» **How to complete this task**: Copy out each line of the entries where the word "instance" is present.

» **The data**:
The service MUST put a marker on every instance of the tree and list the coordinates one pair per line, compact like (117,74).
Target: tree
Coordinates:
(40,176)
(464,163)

==

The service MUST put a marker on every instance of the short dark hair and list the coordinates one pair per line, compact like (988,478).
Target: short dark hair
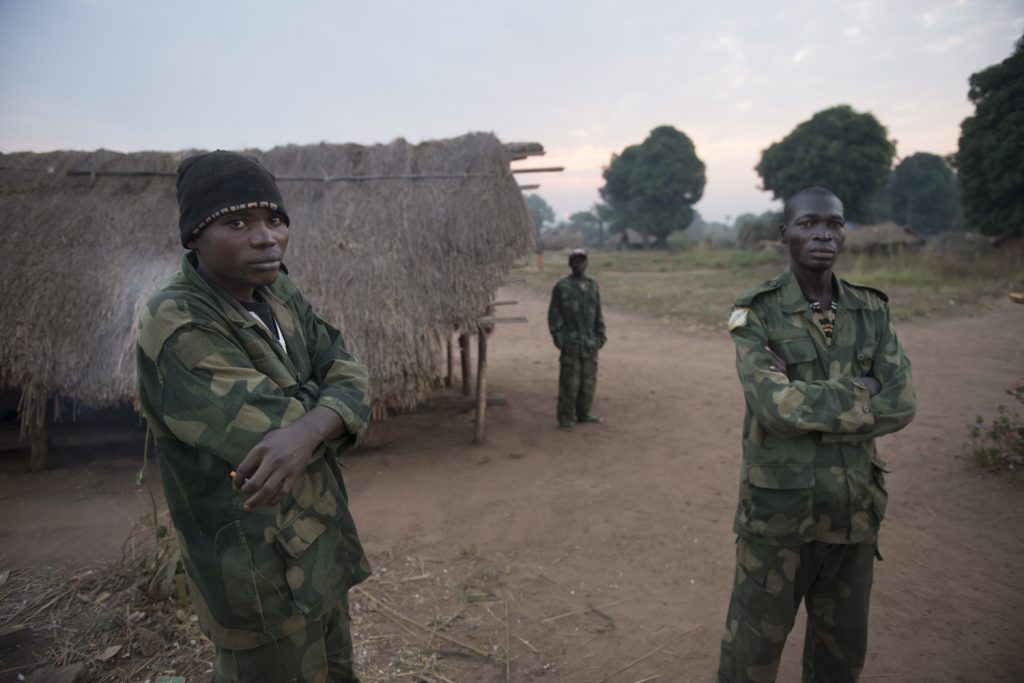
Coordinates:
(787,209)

» **Solution for this task**:
The service MUST put a marker on every instance of the tree and list the coordinates one pair per line, compact like (117,74).
The service MUST put a marker on every instance of the short dark hair and list the coordinates one pair per line, compact like (988,478).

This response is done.